» Activity
Within the listing below, please copy exactly the lines between the line holding "point(208, 459)" and the line holding "point(326, 125)", inclusive.

=======

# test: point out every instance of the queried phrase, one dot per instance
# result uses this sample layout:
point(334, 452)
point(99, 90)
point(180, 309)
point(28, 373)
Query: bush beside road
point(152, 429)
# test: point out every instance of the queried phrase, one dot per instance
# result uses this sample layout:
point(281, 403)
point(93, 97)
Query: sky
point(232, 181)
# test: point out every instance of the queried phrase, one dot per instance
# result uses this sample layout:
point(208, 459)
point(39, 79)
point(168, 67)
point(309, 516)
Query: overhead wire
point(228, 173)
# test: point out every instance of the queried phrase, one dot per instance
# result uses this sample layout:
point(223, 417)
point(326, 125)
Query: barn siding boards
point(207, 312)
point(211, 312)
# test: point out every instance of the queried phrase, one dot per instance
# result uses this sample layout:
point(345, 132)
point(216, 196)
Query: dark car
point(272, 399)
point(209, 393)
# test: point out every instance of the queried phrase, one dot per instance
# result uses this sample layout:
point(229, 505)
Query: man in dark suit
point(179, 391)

=======

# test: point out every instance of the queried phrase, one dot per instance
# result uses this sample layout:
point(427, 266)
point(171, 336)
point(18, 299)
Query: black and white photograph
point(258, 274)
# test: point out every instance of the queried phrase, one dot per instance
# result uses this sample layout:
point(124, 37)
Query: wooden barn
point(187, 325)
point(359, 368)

=======

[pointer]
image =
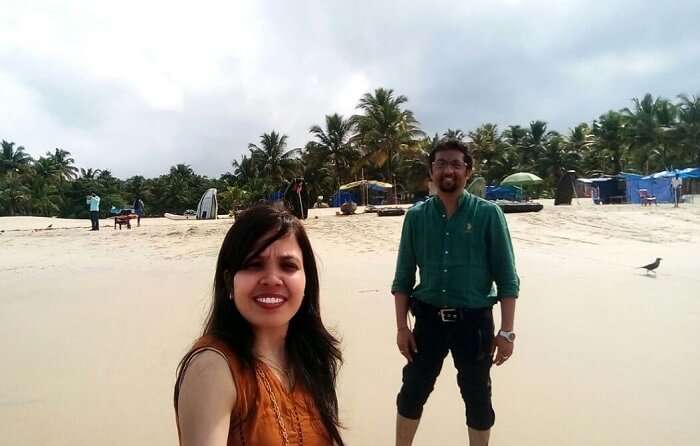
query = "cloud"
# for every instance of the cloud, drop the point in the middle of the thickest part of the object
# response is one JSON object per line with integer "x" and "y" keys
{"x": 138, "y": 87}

=======

» Output
point(208, 459)
point(39, 79)
point(168, 67)
point(309, 516)
Query: overhead wire
point(228, 173)
# test: point out every instance of the queried phrase, one dot per instance
# result uses this sample layout:
point(223, 417)
point(326, 125)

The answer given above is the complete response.